** START **

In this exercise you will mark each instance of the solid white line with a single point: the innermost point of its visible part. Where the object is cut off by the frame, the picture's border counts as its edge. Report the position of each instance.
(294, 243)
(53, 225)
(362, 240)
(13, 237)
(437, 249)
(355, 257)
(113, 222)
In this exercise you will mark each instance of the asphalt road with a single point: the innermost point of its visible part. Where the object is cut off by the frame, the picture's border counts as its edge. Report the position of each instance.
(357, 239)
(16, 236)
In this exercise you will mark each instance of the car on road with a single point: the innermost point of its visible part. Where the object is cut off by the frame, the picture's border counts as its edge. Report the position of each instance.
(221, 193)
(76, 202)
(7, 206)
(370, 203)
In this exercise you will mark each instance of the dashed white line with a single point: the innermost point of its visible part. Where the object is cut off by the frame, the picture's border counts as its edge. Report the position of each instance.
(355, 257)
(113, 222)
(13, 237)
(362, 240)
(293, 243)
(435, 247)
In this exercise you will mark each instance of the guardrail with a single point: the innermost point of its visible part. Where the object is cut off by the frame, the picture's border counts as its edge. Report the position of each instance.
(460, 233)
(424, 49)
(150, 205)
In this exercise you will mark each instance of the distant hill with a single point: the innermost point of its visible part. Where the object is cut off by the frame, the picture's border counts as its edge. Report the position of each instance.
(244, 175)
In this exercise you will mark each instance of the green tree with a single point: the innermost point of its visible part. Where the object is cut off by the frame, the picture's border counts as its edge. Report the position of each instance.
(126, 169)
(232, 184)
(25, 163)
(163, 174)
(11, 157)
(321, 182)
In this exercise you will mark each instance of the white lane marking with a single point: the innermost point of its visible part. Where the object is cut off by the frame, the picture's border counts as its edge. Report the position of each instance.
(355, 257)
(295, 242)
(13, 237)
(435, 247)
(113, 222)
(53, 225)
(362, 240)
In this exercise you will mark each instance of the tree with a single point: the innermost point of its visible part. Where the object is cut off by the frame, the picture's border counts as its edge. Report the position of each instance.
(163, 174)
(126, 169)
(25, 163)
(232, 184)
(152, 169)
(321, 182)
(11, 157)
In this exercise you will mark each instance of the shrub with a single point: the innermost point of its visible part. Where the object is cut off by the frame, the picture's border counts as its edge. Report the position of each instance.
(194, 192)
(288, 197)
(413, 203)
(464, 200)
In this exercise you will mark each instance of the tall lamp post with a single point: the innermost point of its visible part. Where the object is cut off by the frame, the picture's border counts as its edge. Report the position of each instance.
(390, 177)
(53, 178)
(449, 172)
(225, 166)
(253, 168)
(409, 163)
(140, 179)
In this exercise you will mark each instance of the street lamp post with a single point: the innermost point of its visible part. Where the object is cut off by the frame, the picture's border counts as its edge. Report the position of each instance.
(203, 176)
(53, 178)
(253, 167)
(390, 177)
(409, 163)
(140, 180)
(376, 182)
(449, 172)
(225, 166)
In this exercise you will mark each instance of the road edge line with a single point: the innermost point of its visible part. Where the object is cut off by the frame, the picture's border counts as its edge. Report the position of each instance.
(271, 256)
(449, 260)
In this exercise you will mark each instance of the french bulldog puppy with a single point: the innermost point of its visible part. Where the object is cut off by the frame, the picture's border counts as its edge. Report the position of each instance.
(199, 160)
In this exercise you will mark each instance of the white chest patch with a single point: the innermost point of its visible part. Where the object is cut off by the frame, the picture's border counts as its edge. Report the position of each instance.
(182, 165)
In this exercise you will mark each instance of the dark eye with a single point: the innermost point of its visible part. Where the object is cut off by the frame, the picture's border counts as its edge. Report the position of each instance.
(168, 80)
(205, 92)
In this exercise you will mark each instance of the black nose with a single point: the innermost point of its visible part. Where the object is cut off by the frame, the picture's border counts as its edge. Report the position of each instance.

** END **

Keep only the lines from the one containing "In this exercise you will mark each instance of the tall" to the end of the entries, and repeat them exactly.

In this exercise you will mark each instance of the tall lamp post with a single point: the innermost point of its visible part. Where the object is cut off by the frame, the picture's border counts as its edge. Report the position of each instance.
(390, 177)
(53, 178)
(449, 172)
(225, 166)
(253, 168)
(409, 163)
(140, 179)
In this exercise you will mark each instance of the street lamp post with a single point: the innermost point of its visible part. Where the object is cut off by the frame, the picture's border counts as its edge. Report the position of each instance.
(203, 176)
(53, 178)
(253, 167)
(390, 177)
(409, 163)
(140, 180)
(376, 182)
(449, 172)
(225, 166)
In this exercise you will mark each instance of the road edge line with a single point: the innermost point of its visible part. Where the object is cut off by the frame, the picture's border counts as its edge. Report the position of each instance.
(271, 256)
(449, 260)
In this exercise you will mark each instance of the french bulldog puppy with a single point: the innermost point of its visible part. Where the object is cut off by the frame, the picture's border counts as its edge. Report the position of each instance.
(199, 160)
In this exercise you will mark each instance of the white chest patch with a single point: the innermost point of its visible part. Where the object is cut off by the frame, the picture's border counts as its edge. Report the position of each instance.
(182, 165)
In this exercise you will mark each instance of the dark eye with a single point: the innermost point of its visible part. Where the object is cut off by the frame, the picture's border counts as its edge. Report the position of each instance.
(168, 80)
(205, 92)
In this exercise you will mark each instance of the black nose with a single point: the innermost point of its visible part. Where the object is cut off by the frame, the picture's border counts as its edge. Report the position of each instance.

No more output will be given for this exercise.